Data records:
————
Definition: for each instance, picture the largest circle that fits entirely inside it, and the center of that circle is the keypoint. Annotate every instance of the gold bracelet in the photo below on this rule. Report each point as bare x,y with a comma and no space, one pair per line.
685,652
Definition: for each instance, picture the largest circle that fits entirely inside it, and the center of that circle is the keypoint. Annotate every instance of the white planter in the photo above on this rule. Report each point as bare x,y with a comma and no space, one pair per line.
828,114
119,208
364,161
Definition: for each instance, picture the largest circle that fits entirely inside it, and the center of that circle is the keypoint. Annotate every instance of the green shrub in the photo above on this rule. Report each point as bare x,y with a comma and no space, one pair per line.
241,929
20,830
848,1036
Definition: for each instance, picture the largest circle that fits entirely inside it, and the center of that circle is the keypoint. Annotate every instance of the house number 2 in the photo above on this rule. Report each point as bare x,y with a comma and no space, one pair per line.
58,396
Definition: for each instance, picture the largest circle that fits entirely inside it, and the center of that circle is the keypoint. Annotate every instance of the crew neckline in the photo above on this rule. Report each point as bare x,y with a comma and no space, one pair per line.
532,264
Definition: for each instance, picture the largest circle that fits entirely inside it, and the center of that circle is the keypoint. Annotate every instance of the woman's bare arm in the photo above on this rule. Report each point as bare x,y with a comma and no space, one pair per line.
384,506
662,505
————
Work to do:
Each line of the listing should be copied exactly.

Result of this exercise:
Definition: for each instance, picture the largest circle that fits entirely inside it, and the center of that circle is the keypoint. Annotate every instance of the gold bracelet in the photo below on this rule. Report each point as bare x,y with a comma and no space, one pair per line.
685,652
Definition: for each instance, picture the largest circle that fits entirely inside it, and the center of that circle is the keypoint. Annotate every instance of the white planter in the photo above on this rule. Report each point as bare x,y with a comma and no space, one pair per line.
828,114
119,208
364,161
Definition: for each instance, picture the largest circle that fits entirely inside it, and the center of that circle is the keypoint. Annotate every instance of the green shrub in the photo above on this rule. Report each point as bare x,y with a comma and no space, one pair per line.
241,929
20,830
848,1036
Definition: for each instance, picture the largest circle that fits entirely inside it, and the center of that circle is the keypoint. Annotate every instance of the house number 2 in the photo above on this rule. Report each point as bare x,y with a comma and no space, one pair per line.
58,396
Definition: for each instance, picture the largest circle that fits entirely inside it, and the center of that circle is the keypoint. Annotate every instance of the crew neckline in the photo above on this rule. Report each point as bare x,y with a comma and no space, one pair per line.
532,264
Definition: for each instance, picture the largest circle that fits entirely inside it, and the center of that circle is the keypoint. Annotate every instance of the woman's bare arm in the photo above on this rule. Report each point as bare x,y with a comma and no space, one pair per line.
384,506
662,505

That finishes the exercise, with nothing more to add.